** START Extracted entries **

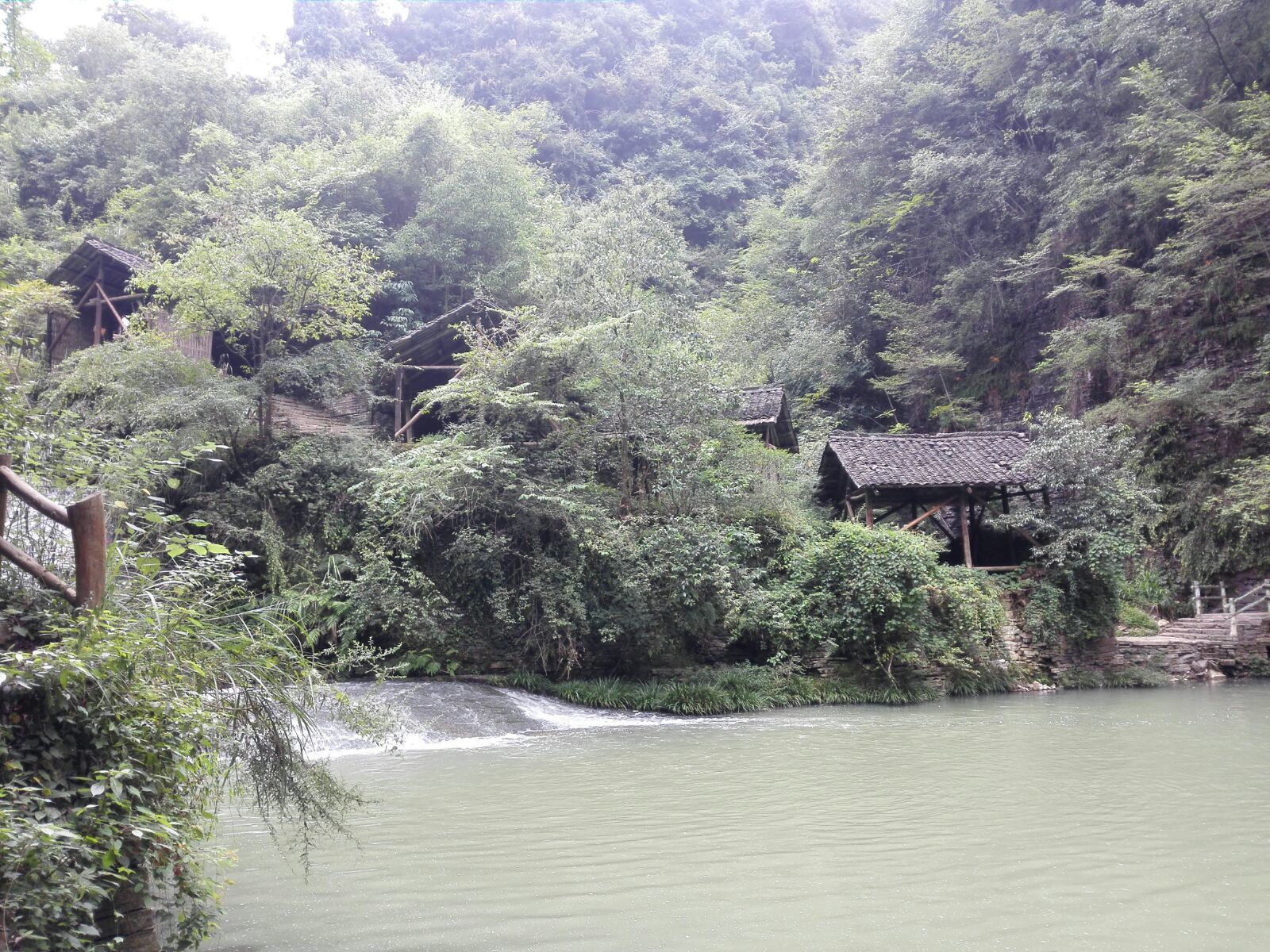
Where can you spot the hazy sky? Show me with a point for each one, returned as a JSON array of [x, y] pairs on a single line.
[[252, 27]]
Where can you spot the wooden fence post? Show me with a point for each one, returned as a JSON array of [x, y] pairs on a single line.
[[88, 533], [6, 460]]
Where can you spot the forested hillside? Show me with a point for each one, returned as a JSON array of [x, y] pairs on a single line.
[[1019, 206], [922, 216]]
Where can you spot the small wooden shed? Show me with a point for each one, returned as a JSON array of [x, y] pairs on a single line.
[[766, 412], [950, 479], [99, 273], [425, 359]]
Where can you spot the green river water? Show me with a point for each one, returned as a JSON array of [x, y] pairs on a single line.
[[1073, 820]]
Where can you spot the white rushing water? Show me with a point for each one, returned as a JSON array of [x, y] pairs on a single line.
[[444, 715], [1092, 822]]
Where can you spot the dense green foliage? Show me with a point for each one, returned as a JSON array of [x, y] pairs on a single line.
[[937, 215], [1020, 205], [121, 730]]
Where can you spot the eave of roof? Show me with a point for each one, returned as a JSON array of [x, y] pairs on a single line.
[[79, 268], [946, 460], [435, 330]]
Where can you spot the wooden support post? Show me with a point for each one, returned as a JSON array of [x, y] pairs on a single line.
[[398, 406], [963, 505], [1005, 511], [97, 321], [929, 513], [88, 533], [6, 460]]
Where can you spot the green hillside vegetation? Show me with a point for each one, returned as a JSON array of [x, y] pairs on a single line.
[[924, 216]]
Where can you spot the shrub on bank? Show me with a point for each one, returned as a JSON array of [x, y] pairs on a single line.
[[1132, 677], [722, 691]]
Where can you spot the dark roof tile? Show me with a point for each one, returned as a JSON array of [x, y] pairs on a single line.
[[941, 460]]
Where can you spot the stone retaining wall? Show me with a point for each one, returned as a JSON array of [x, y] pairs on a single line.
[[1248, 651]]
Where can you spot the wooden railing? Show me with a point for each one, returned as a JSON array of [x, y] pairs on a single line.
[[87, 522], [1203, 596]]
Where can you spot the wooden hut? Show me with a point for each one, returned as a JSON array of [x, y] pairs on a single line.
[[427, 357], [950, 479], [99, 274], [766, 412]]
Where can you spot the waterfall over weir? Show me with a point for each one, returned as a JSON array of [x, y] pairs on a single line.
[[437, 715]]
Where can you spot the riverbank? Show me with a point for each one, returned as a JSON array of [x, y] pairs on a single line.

** END Extracted entries **

■ Your goal
Rewrite the lines starting at the one containing "Where can you spot the dense" and ending at the one containing "[[924, 216]]", both included, with every request copied unchanged and every x and y coordinate in the answers multiplied by 0.55 and rounded to a whole number, halves rounding up.

■ Written solution
Where can you spot the dense green foliage? Show me with a point for each one, returned as a JSON array of [x, y] pairs on a single line.
[[515, 118], [561, 113], [67, 402]]
Where can you spot the eave of roof? Show me with a point for each one, returned as a JSON array of [x, y] pairs on a single line.
[[43, 147], [520, 253], [239, 182]]
Where can you spot the wooden support post? Show me with a point for each one, returned as a JSON array of [x, y] pairs on a single line.
[[219, 223], [530, 278], [553, 281], [53, 177], [511, 282], [48, 293], [3, 253]]
Where can you spot the green hillside vegetation? Show me with a point for each one, returned as a JSON array of [x, y] pairs on a single line.
[[508, 119]]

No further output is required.